For generations, these high-quality shirts were chosen by the upwardly mobile men in boardrooms, banks and businesses throughout the United States. “They were a popular perennial,” Guy wrote of the Brooks Brothers’ shirts.
“But over time, Brooks Brothers fell into a common problem: the burden of expansion,” Guy wrote. “In 1971, they had just 11 locations. In 2001, there were 155 stores and outlets in the U.S. and Japan.”
During this expansion, the company’s real estate costs grew. The company was locked into long-term leases. So, executives looked for other ways to offset those expenses. One way was reducing the cost of making the shirts sold in their stores. Another was to turn to discounting to sell even more shirts.
Brooks Brothers moved its production to other countries, where labor costs were dramatically lower.
Traditionally, Brooks Brothers shirts rarely went on sale, Guy wrote. When they did, it was once a year and only after Christmas. But by 2010, Brooks Brothers shirts were available at discount during mid-season sales, at end-of-season sales, at Christmas sales, “4 for $249” sales, and “select shirts for just $39” sales.
While that discounting led to more shirts being sold, it also made the economics of producing shirts at a profit in Garland, N.C., more difficult, even with the factory also sewing for other companies besides Brooks Brothers.

****

#### Exercise instructions
1. In the text about Brooks Brothers shirts, copy the passage that begins at the words "For generations, these" and stops after "Brooks Brothers’ shirts.".
2. List each line in the records that contains the word "outstretched".
The text and the records come from unrelated sources.

#### Task inputs
****

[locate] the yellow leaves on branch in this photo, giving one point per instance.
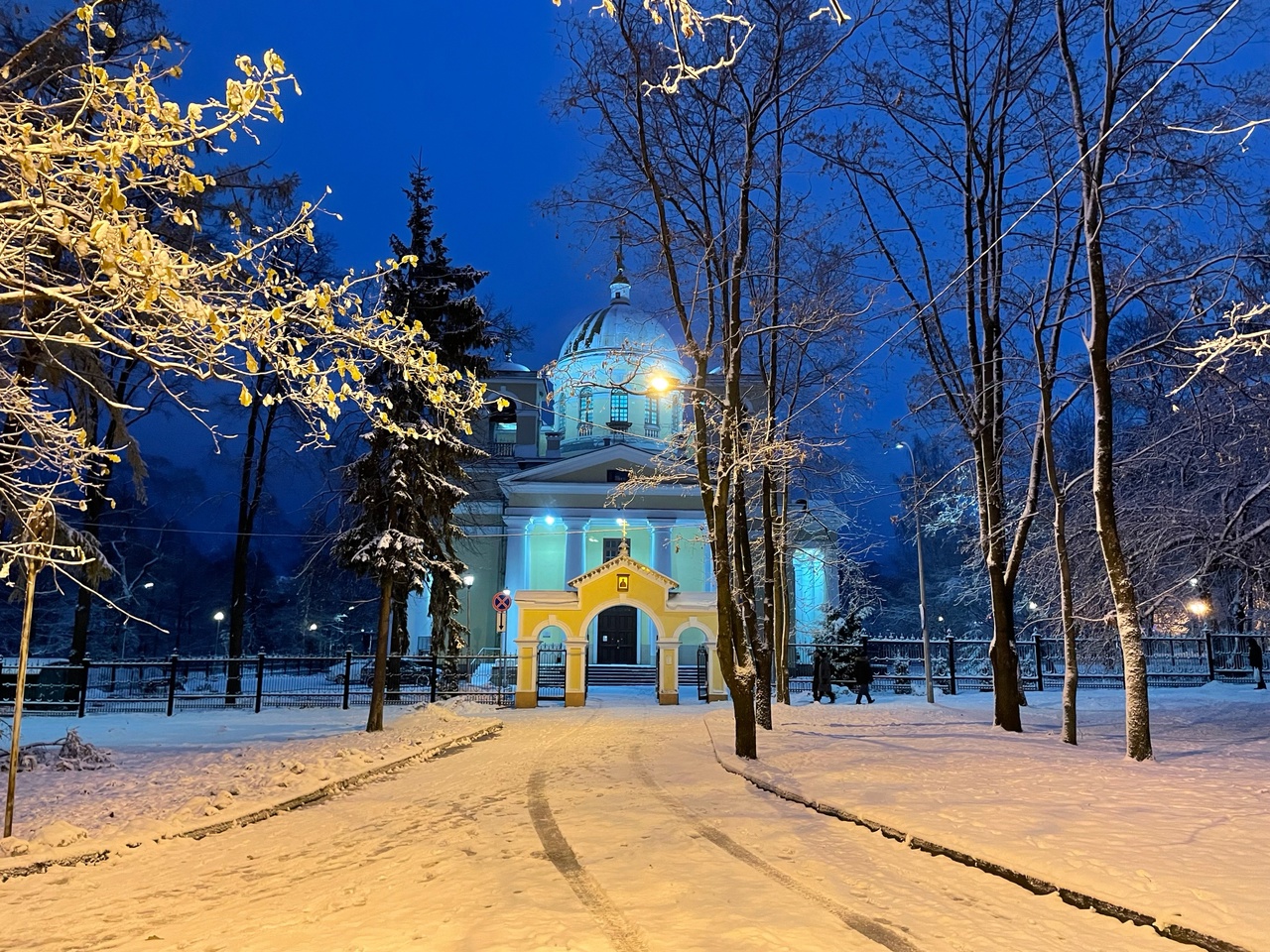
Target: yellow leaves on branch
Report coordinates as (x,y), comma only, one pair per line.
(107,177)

****

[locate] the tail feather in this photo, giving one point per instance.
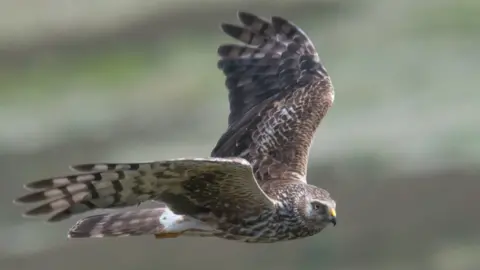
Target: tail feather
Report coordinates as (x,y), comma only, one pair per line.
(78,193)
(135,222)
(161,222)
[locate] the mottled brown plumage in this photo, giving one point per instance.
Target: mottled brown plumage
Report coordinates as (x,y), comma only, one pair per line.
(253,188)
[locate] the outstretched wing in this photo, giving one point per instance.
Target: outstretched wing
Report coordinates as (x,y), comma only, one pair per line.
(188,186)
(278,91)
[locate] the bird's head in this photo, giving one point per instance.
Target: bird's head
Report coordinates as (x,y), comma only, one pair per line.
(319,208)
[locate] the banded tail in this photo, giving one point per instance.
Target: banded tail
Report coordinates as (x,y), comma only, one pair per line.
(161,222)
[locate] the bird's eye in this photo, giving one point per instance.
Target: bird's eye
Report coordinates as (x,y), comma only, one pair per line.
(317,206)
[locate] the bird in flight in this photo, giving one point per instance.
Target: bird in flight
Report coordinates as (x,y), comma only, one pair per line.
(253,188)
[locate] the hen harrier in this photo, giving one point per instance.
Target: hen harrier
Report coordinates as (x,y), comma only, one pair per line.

****

#### Solutions to the problems
1.
For generations, these high-quality shirts were chosen by the upwardly mobile men in boardrooms, banks and businesses throughout the United States. “They were a popular perennial,” Guy wrote of the Brooks Brothers’ shirts.

2.
[locate] the outstretched wing in this photo, giving one point per instance.
Target: outstretched wing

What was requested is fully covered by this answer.